■ TESTO FORNITO ■
Come deve porsi la ricerca internazionale nei confronti di Israele?

Mentre ci troviamo tutti coinvolti, almeno emotivamente, nel sanguinosissimo conflitto tra Israele e Palestina e l’orrore pervade inevitabilmente la nostra quotidianità, si impone anche una riflessione sui rapporti che il mondo universitario, e la ricerca in generale, italiani e internazionali, debbano avere con le analoghe istituzioni israeliane. Abbiamo a questo proposito intervistato due docenti universitari, Angelo Tartaglia, fisico, del Politecnico di Torino, e Raffaella Rumiati, docente di neuroscienze cognitive alla Sissa di Trieste, che hanno espresso opinioni opposte 

 

Angelo Tartaglia

Gli accordi di collaborazione tra atenei italiani e israeliani possono ignorare l’esistenza di una guerra in corso e la politica perseguita dallo Stato di Israele? Certo, la ricerca scientifica è per sua natura sovranazionale. Come fisico del Politecnico di Torino – dice Angelo Tartaglia – mi è capitato di collaborare con colleghi russi, prima e dopo la perestroika, cinesi della grande Cina e di Taiwan, arabi di vari Paesi, turchi e iraniani, e quello che contava non era la provenienza o la fede religiosa ma solo il merito delle loro ricerche. Ora però stiamo parlando di accordi interuniversitari e la dimensione istituzionale non può prescindere dalle politiche perseguite da ciascun ente e dalle finalità che si pone.

■ ESERCIZI DA SVOLGERE ■
1) Nel testo sui rapporti tra ricerca e Israele, in quale istituzione insegna Raffaella Rumiati?
2) Secondo il testo sui rapporti tra ricerca e Israele, di quali provenienze erano i colleghi con cui Angelo Tartaglia dice di aver collaborato? Elencale tutte.

■ ELENCO PROPOSTO ■

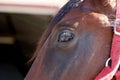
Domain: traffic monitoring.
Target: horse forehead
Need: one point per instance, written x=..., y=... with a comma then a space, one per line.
x=85, y=18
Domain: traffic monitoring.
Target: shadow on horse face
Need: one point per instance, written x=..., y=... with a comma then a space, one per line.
x=76, y=49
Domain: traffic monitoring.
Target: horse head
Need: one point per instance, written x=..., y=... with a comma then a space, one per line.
x=77, y=43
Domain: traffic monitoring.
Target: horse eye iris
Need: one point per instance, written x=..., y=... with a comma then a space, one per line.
x=65, y=36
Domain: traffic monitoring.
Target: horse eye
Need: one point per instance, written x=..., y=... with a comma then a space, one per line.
x=65, y=36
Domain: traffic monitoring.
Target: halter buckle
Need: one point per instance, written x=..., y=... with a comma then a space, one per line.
x=117, y=21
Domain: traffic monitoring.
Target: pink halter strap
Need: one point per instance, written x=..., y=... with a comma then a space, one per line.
x=110, y=71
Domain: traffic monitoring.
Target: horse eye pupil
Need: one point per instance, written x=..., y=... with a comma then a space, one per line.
x=65, y=36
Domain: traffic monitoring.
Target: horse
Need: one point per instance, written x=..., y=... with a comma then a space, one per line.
x=77, y=42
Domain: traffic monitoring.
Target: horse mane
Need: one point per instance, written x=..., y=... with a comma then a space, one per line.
x=65, y=9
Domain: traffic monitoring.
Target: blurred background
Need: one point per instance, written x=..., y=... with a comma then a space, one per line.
x=21, y=24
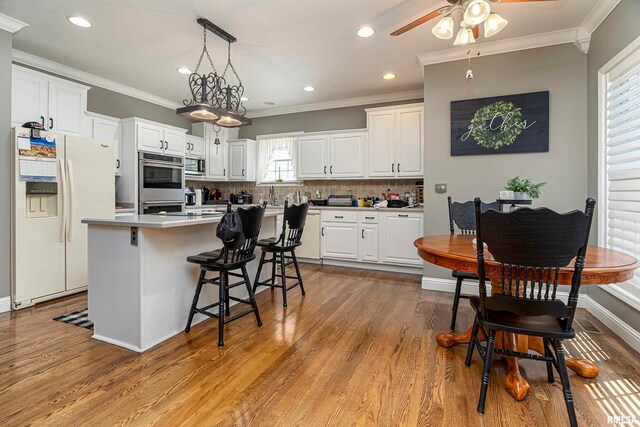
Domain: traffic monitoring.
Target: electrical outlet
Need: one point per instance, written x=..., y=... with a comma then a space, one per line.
x=441, y=187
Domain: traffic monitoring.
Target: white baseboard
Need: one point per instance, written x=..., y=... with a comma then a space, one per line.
x=620, y=328
x=611, y=321
x=5, y=304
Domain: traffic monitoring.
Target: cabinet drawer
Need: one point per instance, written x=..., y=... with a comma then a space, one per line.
x=339, y=216
x=368, y=217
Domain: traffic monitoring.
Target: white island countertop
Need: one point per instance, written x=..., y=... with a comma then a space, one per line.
x=161, y=221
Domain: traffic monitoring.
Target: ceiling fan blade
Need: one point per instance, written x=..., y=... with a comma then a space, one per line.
x=517, y=1
x=417, y=22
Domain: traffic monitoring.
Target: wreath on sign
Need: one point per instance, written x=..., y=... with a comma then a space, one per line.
x=496, y=137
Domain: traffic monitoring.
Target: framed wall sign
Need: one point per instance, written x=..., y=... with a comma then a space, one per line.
x=500, y=125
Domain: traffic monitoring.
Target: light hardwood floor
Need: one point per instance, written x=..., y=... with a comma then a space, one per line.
x=359, y=349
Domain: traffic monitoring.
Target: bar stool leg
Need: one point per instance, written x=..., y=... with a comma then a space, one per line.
x=256, y=283
x=194, y=304
x=295, y=263
x=252, y=297
x=221, y=299
x=283, y=276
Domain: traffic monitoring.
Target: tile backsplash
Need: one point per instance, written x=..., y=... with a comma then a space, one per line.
x=359, y=187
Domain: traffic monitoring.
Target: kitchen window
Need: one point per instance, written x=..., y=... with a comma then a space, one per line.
x=619, y=163
x=276, y=159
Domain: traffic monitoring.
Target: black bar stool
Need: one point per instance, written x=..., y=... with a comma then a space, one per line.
x=234, y=256
x=290, y=238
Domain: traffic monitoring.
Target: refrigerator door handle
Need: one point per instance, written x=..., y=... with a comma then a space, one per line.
x=71, y=197
x=63, y=214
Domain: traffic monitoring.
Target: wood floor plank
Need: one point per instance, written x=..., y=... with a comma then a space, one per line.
x=358, y=349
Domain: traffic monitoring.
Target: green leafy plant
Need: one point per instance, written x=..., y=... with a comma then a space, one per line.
x=524, y=186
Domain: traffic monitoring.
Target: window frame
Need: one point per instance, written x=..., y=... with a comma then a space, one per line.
x=630, y=293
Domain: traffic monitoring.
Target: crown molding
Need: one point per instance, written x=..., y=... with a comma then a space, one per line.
x=598, y=14
x=72, y=73
x=10, y=24
x=340, y=103
x=502, y=46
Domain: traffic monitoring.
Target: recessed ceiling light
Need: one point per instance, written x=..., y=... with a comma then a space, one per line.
x=79, y=21
x=365, y=32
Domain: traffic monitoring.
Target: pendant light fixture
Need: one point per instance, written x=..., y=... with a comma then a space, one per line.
x=212, y=100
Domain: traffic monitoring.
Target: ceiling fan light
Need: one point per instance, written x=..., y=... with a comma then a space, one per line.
x=477, y=12
x=444, y=28
x=464, y=37
x=494, y=24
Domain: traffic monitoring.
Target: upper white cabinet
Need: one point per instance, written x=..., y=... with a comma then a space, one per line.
x=106, y=128
x=59, y=105
x=157, y=138
x=331, y=155
x=194, y=146
x=396, y=141
x=242, y=160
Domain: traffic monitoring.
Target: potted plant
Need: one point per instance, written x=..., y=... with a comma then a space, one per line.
x=524, y=189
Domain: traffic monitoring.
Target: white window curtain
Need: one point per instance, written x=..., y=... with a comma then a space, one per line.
x=268, y=145
x=619, y=220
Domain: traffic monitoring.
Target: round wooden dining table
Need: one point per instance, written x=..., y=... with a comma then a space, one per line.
x=458, y=252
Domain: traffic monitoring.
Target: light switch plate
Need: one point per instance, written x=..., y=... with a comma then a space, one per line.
x=441, y=187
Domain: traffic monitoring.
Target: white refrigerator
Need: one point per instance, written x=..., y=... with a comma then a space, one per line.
x=49, y=200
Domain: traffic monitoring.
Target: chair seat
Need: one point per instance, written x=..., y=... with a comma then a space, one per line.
x=212, y=260
x=541, y=326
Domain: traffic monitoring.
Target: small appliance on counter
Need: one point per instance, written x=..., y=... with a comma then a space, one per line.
x=189, y=196
x=242, y=198
x=340, y=200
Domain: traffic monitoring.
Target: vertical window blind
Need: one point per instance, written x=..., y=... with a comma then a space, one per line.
x=622, y=161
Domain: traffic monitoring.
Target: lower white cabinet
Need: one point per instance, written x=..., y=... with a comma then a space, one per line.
x=369, y=242
x=399, y=231
x=339, y=240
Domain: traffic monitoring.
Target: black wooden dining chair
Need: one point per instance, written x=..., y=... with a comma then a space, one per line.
x=234, y=255
x=290, y=238
x=463, y=215
x=531, y=245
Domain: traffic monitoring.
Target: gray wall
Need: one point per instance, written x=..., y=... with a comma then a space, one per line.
x=314, y=121
x=559, y=69
x=5, y=160
x=114, y=104
x=612, y=36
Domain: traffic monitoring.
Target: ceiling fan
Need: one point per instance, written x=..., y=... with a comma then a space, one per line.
x=473, y=13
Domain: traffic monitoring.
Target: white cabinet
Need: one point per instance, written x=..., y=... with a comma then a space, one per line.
x=396, y=141
x=159, y=139
x=105, y=128
x=242, y=160
x=369, y=242
x=194, y=146
x=311, y=160
x=215, y=155
x=332, y=155
x=339, y=240
x=58, y=104
x=399, y=231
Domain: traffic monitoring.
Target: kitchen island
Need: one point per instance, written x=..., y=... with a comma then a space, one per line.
x=140, y=283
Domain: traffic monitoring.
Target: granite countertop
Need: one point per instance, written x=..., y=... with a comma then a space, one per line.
x=159, y=221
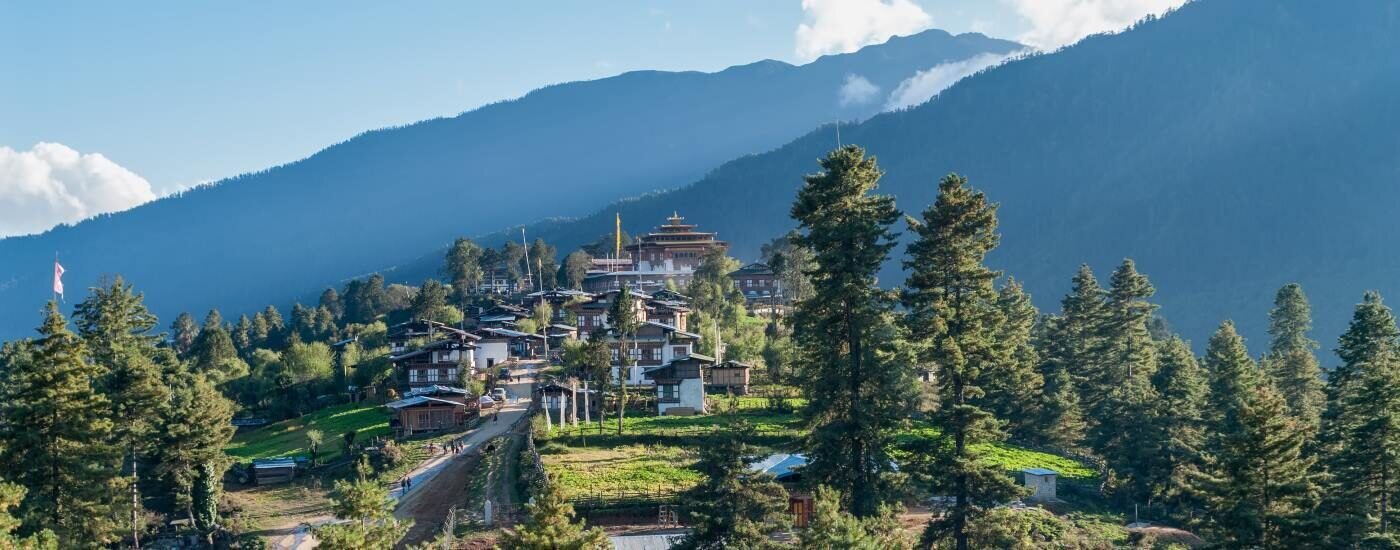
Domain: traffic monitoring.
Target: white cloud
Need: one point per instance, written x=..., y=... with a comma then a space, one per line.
x=1057, y=23
x=846, y=25
x=857, y=90
x=52, y=184
x=927, y=83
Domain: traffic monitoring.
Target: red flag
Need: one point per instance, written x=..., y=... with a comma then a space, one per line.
x=58, y=277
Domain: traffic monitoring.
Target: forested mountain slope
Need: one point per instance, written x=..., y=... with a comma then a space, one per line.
x=1229, y=147
x=392, y=195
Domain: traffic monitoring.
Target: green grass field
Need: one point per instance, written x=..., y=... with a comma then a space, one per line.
x=289, y=437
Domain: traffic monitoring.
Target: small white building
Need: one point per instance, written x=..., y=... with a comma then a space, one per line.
x=681, y=385
x=1042, y=482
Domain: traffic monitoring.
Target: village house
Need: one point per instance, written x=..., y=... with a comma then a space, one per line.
x=671, y=254
x=431, y=409
x=786, y=469
x=759, y=284
x=681, y=385
x=429, y=353
x=731, y=377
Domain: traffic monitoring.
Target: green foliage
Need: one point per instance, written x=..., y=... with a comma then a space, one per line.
x=464, y=269
x=1361, y=428
x=370, y=518
x=835, y=529
x=734, y=507
x=550, y=526
x=962, y=326
x=56, y=430
x=10, y=498
x=851, y=364
x=1255, y=484
x=574, y=269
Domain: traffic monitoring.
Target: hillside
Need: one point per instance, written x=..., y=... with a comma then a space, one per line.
x=1229, y=147
x=392, y=195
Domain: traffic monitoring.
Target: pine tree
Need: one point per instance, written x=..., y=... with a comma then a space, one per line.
x=115, y=326
x=331, y=300
x=623, y=321
x=1255, y=483
x=214, y=351
x=850, y=361
x=1014, y=388
x=954, y=309
x=370, y=512
x=184, y=332
x=550, y=525
x=1361, y=428
x=1180, y=385
x=1290, y=360
x=10, y=498
x=734, y=507
x=189, y=456
x=464, y=269
x=56, y=433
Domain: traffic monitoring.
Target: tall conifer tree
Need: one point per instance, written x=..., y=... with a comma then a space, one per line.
x=1291, y=361
x=954, y=312
x=56, y=431
x=1361, y=430
x=1255, y=484
x=850, y=360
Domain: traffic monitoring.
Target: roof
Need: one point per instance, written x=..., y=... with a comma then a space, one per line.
x=437, y=389
x=417, y=400
x=780, y=465
x=752, y=269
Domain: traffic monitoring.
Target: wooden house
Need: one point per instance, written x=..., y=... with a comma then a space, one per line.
x=681, y=385
x=786, y=469
x=730, y=377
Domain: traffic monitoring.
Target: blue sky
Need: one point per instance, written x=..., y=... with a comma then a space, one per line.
x=177, y=93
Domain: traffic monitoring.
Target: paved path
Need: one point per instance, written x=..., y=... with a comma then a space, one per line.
x=426, y=472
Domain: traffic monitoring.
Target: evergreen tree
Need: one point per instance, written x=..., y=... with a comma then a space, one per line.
x=1012, y=391
x=430, y=301
x=56, y=433
x=10, y=498
x=734, y=507
x=1361, y=428
x=574, y=269
x=622, y=316
x=954, y=309
x=833, y=529
x=115, y=326
x=193, y=431
x=1290, y=360
x=184, y=332
x=464, y=269
x=550, y=525
x=331, y=300
x=370, y=512
x=214, y=353
x=1180, y=385
x=1255, y=483
x=858, y=392
x=1122, y=381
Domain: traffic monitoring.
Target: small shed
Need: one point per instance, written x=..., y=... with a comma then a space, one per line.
x=786, y=469
x=275, y=470
x=1042, y=482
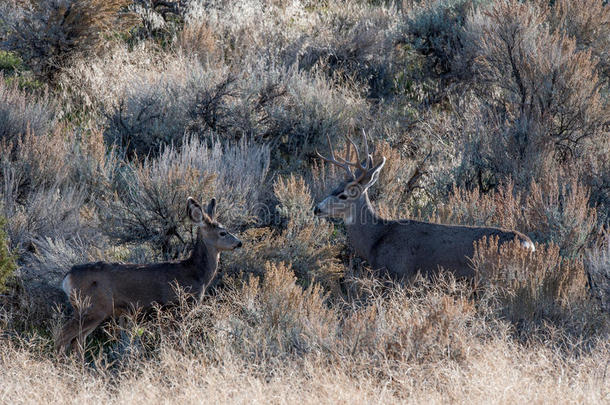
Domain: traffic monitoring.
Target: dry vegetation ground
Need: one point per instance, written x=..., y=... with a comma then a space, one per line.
x=489, y=112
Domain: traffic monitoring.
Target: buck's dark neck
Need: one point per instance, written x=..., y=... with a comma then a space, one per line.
x=364, y=227
x=205, y=259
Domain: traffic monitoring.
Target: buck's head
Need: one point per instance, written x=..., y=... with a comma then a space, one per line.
x=213, y=233
x=361, y=174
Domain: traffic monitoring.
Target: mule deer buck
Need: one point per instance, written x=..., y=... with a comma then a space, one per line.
x=113, y=289
x=399, y=247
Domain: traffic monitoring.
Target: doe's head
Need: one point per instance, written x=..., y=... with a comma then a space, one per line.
x=361, y=175
x=213, y=233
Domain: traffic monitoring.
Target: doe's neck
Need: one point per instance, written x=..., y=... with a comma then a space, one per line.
x=205, y=258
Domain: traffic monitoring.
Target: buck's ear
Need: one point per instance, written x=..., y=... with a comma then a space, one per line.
x=211, y=209
x=193, y=209
x=372, y=175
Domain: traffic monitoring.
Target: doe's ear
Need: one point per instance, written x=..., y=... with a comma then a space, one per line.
x=372, y=175
x=193, y=209
x=211, y=209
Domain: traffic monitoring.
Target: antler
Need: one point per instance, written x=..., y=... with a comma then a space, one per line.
x=346, y=164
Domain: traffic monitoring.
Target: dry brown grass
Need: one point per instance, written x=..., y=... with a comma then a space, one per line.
x=270, y=341
x=230, y=100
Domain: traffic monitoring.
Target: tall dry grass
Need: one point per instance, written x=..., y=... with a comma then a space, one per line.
x=489, y=112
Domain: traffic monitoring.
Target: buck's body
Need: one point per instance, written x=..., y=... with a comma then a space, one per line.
x=402, y=247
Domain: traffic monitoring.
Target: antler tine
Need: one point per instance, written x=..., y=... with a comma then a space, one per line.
x=368, y=157
x=358, y=164
x=341, y=163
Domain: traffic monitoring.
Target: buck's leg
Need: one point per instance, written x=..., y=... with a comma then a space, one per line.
x=76, y=330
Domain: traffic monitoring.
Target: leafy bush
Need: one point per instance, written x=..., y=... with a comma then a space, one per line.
x=554, y=209
x=306, y=242
x=435, y=30
x=598, y=270
x=544, y=90
x=7, y=259
x=533, y=287
x=51, y=33
x=150, y=195
x=20, y=113
x=156, y=110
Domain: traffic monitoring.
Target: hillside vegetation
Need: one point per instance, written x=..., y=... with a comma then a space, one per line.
x=489, y=112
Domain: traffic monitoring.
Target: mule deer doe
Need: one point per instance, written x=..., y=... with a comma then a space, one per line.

■ RISPOSTE IN ORDINE ■
1) Alla Sissa di Trieste.

2)
- Russi, prima e dopo la perestroika
- Cinesi della grande Cina e di Taiwan
- Arabi di vari Paesi
- Turchi
- Iraniani